Exercise -
Extract exactly the range of lines bounded by the line containing "Where can the harness" and the final line of the listing, both ends included, and no other lines.

Stored items
········
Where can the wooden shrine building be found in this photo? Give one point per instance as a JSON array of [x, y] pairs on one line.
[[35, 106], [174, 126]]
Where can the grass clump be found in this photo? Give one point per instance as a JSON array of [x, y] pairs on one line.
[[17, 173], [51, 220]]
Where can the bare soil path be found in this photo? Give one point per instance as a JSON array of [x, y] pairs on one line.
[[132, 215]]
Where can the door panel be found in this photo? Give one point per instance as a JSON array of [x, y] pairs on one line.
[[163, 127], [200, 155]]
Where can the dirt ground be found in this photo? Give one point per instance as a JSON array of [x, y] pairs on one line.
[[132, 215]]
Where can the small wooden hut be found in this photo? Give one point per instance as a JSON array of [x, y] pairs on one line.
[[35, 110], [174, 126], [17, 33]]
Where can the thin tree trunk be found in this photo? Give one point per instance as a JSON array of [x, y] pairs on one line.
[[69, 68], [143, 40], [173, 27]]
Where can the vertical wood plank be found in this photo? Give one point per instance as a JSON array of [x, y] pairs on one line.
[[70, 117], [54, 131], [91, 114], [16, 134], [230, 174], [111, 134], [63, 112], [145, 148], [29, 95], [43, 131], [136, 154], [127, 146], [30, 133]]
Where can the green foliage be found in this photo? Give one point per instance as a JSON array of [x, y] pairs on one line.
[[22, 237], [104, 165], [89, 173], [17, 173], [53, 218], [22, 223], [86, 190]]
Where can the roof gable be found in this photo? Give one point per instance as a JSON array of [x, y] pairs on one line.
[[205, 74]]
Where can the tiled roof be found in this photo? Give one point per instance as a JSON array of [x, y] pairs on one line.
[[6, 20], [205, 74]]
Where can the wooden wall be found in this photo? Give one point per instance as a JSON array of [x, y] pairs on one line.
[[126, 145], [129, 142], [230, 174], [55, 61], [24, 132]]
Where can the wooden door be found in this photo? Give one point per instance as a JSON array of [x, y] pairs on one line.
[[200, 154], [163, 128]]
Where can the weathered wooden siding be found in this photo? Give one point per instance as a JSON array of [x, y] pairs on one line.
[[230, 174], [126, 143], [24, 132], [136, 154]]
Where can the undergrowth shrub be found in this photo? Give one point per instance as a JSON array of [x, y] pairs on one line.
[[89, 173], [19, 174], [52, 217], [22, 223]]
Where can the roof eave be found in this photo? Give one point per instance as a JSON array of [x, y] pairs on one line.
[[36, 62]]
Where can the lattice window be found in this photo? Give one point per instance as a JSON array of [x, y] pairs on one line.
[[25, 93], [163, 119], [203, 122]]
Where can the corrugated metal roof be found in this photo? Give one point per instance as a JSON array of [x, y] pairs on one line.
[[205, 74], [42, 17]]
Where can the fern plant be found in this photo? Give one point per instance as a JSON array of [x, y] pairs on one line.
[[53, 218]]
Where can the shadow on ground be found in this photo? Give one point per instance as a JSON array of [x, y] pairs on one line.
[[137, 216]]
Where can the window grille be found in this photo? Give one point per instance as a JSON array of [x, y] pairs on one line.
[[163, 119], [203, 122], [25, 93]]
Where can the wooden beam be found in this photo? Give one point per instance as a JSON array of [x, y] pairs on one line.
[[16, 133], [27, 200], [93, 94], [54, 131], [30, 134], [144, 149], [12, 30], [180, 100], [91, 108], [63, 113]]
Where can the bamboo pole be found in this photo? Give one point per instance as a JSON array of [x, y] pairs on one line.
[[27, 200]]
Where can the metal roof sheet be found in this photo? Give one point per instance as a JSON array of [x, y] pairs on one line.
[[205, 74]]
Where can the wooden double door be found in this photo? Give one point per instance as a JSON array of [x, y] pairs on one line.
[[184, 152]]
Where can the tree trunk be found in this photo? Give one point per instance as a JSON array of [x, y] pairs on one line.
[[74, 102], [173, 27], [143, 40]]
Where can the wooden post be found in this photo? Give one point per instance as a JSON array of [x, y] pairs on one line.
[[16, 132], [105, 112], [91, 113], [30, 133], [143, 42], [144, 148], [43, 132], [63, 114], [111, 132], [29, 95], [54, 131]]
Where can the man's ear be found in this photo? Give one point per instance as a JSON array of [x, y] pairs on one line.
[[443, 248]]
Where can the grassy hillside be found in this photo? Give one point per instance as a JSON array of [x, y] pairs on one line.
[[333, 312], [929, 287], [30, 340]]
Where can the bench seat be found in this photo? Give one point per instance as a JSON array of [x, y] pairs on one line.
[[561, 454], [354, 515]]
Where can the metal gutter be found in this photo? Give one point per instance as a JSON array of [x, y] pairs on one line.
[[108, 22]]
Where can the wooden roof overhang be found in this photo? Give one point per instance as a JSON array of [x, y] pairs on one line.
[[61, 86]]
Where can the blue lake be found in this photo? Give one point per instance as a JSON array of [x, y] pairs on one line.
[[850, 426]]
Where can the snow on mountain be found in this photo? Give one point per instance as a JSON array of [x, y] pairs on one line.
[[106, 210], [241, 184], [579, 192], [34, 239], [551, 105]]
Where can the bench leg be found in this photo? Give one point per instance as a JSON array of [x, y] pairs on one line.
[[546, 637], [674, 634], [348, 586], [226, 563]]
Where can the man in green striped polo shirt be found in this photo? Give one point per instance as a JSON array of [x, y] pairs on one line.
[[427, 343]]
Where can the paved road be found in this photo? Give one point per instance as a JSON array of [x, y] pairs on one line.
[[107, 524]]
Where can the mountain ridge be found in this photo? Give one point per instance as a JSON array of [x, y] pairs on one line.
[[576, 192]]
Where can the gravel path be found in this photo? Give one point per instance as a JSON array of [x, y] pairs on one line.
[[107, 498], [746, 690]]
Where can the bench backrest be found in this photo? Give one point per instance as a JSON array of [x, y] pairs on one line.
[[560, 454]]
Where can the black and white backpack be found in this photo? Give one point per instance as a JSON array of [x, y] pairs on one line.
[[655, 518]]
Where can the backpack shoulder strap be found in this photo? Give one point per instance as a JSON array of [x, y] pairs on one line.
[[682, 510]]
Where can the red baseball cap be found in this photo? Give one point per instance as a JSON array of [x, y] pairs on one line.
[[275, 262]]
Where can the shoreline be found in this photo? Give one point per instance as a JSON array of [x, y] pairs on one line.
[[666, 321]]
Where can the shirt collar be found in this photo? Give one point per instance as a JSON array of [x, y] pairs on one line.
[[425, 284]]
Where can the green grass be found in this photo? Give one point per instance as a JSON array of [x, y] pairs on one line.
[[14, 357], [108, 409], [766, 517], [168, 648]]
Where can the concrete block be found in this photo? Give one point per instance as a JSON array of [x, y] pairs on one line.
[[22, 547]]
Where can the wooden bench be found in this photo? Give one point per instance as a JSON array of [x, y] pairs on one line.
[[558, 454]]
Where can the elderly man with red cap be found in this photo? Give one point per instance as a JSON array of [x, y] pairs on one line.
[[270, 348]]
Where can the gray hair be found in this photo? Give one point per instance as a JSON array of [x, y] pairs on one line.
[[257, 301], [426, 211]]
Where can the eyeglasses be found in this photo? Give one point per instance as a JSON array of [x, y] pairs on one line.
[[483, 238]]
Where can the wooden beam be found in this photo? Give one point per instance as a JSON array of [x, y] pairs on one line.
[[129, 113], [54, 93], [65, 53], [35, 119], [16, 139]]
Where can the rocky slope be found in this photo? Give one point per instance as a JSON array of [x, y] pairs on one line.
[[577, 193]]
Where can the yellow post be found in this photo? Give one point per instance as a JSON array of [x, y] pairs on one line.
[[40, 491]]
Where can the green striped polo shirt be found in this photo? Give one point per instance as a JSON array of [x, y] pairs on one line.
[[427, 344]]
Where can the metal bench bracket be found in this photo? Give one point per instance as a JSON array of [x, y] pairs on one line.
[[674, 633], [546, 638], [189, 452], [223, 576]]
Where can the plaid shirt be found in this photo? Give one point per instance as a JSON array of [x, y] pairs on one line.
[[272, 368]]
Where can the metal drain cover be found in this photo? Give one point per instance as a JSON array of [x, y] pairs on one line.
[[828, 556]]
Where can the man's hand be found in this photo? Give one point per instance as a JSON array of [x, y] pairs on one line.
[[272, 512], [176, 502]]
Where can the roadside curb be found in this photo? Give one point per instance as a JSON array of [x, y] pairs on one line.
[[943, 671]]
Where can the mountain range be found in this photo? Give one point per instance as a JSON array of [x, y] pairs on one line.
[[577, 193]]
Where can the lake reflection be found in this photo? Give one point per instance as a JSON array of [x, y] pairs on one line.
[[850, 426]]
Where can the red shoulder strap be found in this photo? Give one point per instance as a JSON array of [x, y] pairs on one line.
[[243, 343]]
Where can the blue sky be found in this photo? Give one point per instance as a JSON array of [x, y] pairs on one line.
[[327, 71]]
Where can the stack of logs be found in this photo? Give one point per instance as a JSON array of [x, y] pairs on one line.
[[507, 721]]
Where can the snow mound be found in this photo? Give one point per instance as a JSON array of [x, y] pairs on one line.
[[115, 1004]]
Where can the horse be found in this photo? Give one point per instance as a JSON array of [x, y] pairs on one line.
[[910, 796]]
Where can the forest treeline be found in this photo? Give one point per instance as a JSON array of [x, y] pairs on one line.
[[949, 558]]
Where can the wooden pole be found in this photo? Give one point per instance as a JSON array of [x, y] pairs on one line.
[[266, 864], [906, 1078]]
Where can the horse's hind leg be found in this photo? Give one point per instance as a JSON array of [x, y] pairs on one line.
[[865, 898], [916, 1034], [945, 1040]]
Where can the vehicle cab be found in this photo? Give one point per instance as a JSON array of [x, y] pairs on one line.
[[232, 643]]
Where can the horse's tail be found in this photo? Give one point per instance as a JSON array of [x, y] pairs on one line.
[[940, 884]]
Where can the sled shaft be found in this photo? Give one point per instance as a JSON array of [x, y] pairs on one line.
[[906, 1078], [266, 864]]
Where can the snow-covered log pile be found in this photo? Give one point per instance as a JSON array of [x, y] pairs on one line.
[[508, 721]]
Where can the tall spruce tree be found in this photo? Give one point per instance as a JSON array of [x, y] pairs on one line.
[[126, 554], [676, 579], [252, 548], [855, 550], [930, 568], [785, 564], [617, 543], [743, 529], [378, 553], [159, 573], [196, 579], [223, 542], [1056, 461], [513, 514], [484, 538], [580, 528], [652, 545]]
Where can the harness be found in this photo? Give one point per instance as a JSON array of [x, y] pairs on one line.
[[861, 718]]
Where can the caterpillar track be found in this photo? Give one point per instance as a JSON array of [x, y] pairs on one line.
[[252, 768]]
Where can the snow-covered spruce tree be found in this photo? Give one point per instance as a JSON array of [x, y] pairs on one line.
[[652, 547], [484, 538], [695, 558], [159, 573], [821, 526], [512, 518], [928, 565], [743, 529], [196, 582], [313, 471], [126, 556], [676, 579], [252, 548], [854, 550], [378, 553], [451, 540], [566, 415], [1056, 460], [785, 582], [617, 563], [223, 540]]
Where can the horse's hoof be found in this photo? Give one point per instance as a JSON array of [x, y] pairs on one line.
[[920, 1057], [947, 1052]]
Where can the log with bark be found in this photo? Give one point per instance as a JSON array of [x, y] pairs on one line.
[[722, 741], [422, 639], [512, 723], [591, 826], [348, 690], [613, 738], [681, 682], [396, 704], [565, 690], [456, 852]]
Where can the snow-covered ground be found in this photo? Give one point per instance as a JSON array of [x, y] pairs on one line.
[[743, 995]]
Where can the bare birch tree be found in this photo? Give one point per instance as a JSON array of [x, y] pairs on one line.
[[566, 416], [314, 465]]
········
In response -
Where can the harness be found in this photo? Give one point per instance as a JSON array of [x, y] pairs on one line.
[[861, 718]]
Where can the caterpillar track be found in this photo? Give one point per instance as a JSON array of [x, y] pairs on one line.
[[252, 768]]
Where can the snow-covered spruce tree be found in this photo? Give one point per instance as a JSON array of [x, y] pairs on one line.
[[652, 547], [484, 538], [695, 558], [159, 573], [821, 526], [512, 518], [928, 565], [743, 529], [196, 582], [313, 471], [126, 556], [676, 579], [252, 548], [854, 550], [378, 553], [451, 540], [566, 415], [1056, 460], [785, 582], [617, 563], [223, 540]]
Where can the horse's hoof be found in this photo? Give one point per instance as a JSON array of [x, y] pairs on one line.
[[920, 1057], [947, 1052]]
Where can the log with bark be found in this photo? Give one point per instance as a JSON array of [x, y] pairs on one line.
[[722, 741], [422, 639], [512, 723], [591, 826], [348, 690], [613, 738], [681, 682], [396, 704], [565, 690], [456, 852]]
Where can the snow-covered ground be found in this photo? Give one point per instance as a JSON array of [x, y] pairs on one line.
[[743, 995]]
Where can the bare birch tree be found in this photo? Give one point per instance as a JSON array of [x, y] pairs on one line.
[[566, 416], [314, 465]]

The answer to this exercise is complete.